SOURCE:
┌────────
This used to happen to us as well.....right down to the exact words your BM uses!!It's all the same, unbelieveable! We ended up having it "court ordered " to do pick up / drop off's at a designated public place....and only "the parents" were allowed to do the exchange. I wanted that, cause I had given up on doing it, had better things to do at that point, and BM's hubby was to violent to control himself with his stupid threats. So it was up to "the parents" to take care of it. It even stated that they could not get out of the car, nor have any exchanges otherwise!!! That's how out of control things can get, when you have a BM that does not care about what her kids see,hear, or experiance. BM loved to put on a show in front of the kids, it was sickening!! And the threat about calling the cops, is useless......your DH should get one up on her, and use the local police station parking lot as the exchange point, then if SHE does not show up, or refuses, he can just mosey on in and request their assistance......bring the "paperwork, and text messages, including ones you'll get after he texts this idea to her (if he chooses to try it), and just ask for help. He can tell the cop he is tired of being harrassed, and just wants a "peaceful" exchange of the child. It will take the wind right out of her sails. We had to do this once...(notice I say once) and Miss Power Trip got the message loud, and as clear as her dope filled brain could comprehend.~"I'll get you my pretty...and your little dog too!"~
How old is SD?
How old is SD? Does the BM live in a house or an apartment building? Reason's I ask is.....if she is not a baby, can BF not take her to her home....and let SD walk up to the door on her own, with him watching a safe distance back?? This may be a temporary fix to help you get through BM's control. Or how about a friend going with BF when he does the drop off and let the friend take SD to the door?? These are just suggestions....
As for the bag packed when he picks her up from daycare....I would just say, thanks, but this can stay here and BM can get it on Monday!! Burst her little bubble by refusing it. Eventually the daycare staff will tell her not to bring it.
└────────
GIVEN INFORMATION:
┌────────
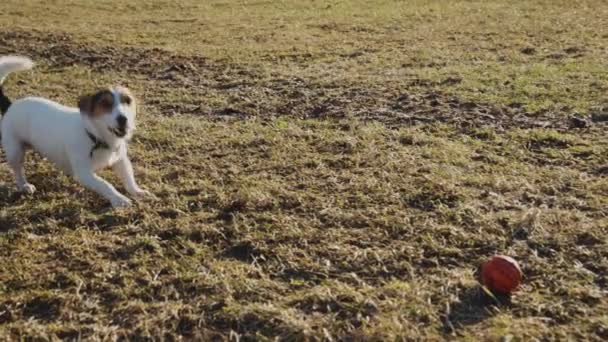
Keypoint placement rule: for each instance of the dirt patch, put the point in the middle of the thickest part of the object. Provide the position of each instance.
(252, 94)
└────────
THE TASKS:
1. List each restriction that the custody exchange text says the court order placed on pick-ups and drop-offs.
2. Do these statements agree with the custody exchange text? Answer yes or no for each, and quote the words that decide it.
(a) The writer considers the threat to call the police an effective one.
(b) The writer's side needed to use the police station approach only once.
(c) The writer recommends turning down the bag that comes packed at daycare pick-up.

FINAL RESULTS:
1.
1. Pick-ups and drop-offs had to take place at a designated public place.
2. Only "the parents" were allowed to do the exchange.
3. They could not get out of the car.
4. They could not have any exchanges otherwise.

2.
(a) No: "And the threat about calling the cops, is useless"
(b) Yes: "We had to do this once...(notice I say once)"
(c) Yes: "Burst her little bubble by refusing it."